----- DATA EXCERPTS
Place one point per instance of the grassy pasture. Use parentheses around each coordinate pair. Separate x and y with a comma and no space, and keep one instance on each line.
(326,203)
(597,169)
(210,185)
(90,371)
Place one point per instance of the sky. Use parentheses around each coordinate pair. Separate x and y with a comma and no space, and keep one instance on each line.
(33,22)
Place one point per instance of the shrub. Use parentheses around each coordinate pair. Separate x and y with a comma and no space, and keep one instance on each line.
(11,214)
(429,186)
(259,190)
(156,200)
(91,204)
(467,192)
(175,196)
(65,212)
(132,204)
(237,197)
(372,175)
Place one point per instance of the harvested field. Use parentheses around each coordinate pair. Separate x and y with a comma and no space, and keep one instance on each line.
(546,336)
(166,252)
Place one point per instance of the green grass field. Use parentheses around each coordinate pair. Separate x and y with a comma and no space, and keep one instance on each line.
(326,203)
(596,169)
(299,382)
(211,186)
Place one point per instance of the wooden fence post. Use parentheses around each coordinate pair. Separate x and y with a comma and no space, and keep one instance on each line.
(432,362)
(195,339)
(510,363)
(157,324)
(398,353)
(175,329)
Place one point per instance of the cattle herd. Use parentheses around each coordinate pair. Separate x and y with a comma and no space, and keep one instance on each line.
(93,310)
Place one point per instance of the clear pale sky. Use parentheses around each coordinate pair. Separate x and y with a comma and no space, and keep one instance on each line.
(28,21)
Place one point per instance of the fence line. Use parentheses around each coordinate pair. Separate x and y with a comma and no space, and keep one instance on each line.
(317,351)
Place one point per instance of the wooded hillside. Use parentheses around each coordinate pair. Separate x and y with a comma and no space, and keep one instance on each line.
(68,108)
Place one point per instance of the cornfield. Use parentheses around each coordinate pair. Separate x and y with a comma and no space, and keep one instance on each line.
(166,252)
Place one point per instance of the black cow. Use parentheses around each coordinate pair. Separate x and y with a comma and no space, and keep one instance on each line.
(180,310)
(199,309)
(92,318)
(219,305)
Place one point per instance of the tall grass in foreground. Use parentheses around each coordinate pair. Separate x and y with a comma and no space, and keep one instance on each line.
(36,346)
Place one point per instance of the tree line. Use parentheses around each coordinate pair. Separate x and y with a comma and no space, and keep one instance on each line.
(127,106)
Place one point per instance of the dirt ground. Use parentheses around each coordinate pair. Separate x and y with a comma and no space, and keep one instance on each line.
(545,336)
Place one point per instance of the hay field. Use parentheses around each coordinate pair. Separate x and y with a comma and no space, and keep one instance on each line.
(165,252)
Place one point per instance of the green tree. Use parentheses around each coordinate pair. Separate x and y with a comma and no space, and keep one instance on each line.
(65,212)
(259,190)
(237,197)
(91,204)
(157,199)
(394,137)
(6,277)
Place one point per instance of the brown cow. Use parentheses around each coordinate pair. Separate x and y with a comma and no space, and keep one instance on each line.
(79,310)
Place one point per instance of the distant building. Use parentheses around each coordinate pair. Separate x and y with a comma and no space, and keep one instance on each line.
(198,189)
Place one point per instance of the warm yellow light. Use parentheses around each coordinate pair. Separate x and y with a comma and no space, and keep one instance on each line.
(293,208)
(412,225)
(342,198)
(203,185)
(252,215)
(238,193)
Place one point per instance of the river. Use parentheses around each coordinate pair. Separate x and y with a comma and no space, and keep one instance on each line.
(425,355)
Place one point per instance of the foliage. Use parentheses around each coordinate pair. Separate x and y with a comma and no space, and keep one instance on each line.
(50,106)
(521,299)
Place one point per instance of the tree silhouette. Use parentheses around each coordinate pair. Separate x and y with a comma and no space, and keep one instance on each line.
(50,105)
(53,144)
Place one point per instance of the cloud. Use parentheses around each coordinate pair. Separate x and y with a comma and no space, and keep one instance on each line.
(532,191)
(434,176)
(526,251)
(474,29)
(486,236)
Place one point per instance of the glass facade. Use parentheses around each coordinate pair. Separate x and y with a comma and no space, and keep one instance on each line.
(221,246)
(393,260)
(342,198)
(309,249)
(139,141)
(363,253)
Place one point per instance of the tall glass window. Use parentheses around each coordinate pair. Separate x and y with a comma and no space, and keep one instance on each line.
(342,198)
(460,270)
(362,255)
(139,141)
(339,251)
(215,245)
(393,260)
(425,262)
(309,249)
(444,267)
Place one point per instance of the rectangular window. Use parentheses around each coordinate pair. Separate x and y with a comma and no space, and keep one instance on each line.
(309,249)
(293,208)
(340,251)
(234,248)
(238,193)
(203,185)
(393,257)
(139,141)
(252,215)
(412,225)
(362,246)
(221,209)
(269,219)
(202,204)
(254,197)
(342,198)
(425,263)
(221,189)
----------
_TASK DETAILS:_
Present as a numbered list, omitting any blank lines, every line from the one containing "Place one point per instance of the glass" through the final line of the items, with both ends included.

_ANSWER TO THE PROBLEM:_
1. Place one point per instance of the glass facade. Use parentheses around each coordinate pair. Separate x and y with a comma and no space, and keep one instance on each line.
2. (221,246)
3. (393,260)
4. (342,198)
5. (309,249)
6. (139,141)
7. (363,253)
8. Place one point per instance of the tall glass window. Use parentheses around each coordinate pair. Separate x and y with a comma and no space, and keep one instance on each line.
9. (342,198)
10. (460,270)
11. (362,255)
12. (139,141)
13. (339,251)
14. (215,245)
15. (393,260)
16. (425,262)
17. (309,249)
18. (444,267)
19. Place one point per instance of the rectangular window. Use parentheses around each coordinate pair. Separate x and y with a comma and no space, and keep one instance on each line.
20. (309,249)
21. (293,208)
22. (340,251)
23. (234,248)
24. (238,193)
25. (203,185)
26. (393,257)
27. (139,141)
28. (252,215)
29. (412,225)
30. (362,246)
31. (221,209)
32. (269,219)
33. (202,204)
34. (254,197)
35. (342,198)
36. (425,263)
37. (221,189)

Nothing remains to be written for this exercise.